BEGIN Material for this task

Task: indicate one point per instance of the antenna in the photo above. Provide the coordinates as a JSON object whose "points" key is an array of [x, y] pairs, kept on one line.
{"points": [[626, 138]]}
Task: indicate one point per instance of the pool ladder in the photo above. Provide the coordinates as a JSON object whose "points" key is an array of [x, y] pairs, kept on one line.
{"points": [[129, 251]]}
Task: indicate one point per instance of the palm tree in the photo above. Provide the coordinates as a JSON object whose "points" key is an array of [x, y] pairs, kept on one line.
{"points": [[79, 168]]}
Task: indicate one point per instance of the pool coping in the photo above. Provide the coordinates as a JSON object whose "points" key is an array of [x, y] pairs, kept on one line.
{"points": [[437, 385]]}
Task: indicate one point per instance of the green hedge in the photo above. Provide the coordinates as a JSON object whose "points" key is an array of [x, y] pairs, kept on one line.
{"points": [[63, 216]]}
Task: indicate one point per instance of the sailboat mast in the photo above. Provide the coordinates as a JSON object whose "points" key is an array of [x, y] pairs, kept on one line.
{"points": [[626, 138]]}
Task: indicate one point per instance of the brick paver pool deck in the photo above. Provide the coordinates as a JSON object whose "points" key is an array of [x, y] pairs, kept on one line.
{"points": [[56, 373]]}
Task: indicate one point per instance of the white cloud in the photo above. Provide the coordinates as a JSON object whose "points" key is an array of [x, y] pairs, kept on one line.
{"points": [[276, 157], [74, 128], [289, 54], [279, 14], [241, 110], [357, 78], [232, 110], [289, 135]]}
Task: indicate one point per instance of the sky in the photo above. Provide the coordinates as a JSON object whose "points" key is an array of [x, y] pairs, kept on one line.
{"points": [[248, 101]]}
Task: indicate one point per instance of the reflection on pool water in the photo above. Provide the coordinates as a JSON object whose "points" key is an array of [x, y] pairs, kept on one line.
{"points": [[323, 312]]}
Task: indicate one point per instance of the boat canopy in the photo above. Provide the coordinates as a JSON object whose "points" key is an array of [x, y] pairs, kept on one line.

END Material for this task

> _Task instructions_
Your task is to print all of the records exactly.

> _Answer for this exercise_
Task: indicate one point per instance of the antenna in the photo above. Provide the coordinates as a JSON object whose "points" key is an array of [x, y] pairs, kept on one line.
{"points": [[626, 138]]}
Task: indicate one point per instance of the pool ladder in the photo above. Provide the coordinates as a JSON object whose "points" key is an array of [x, y] pairs, kept on one line.
{"points": [[129, 251]]}
Task: indicate one point per instance of the palm tree in the photo above. Provide the coordinates as a JSON object whose "points" key is an array of [x, y] pairs, kept on one line.
{"points": [[79, 168]]}
Task: indicate one point per instance of the pool coping in the photo above. Provide the coordinates as a JSON object whose "points" key is an array of [x, y] pairs, kept on one line.
{"points": [[437, 385]]}
Task: indicate one point per instance of the green hedge in the photo above. Provide the coordinates as a JSON object whose "points" key is an array of [x, y] pairs, kept on one line.
{"points": [[63, 216]]}
Task: indicate one point per instance of the sailboat mast in the photo above. Provide the coordinates as a JSON object whose "points" key is an array of [x, y] pairs, kept on one line.
{"points": [[626, 138]]}
Task: indicate one point per instance of the brick paver pool deck in the photo above. Provide the coordinates as a JSON object whose "points" key is an array of [x, y] pairs, kept on one line.
{"points": [[56, 373]]}
Task: indicate one point per instance of the white cloud in the photo above. Provide the coordinates as a JSON object whose "points" key is an array of [x, y] pairs, kept on one line.
{"points": [[276, 157], [74, 128], [289, 54], [279, 14], [241, 110], [357, 78], [232, 110], [289, 135]]}
Task: indicate one point per instance of the sky in the photo above. Provide the coordinates as a JSON object whose "points" key is an array of [x, y] pairs, kept on one line.
{"points": [[248, 101]]}
Task: indicate one point per instance of the reflection on pool water in the photo above. Provide the coordinates as a JSON object whose "points" key is an array of [x, y] pairs, kept on one line.
{"points": [[323, 312]]}
Task: indicate one point per instance of the boat canopy in the photo above. Provide the coordinates as a JSON object whose "points" key is an array of [x, y] pairs, kept on one line.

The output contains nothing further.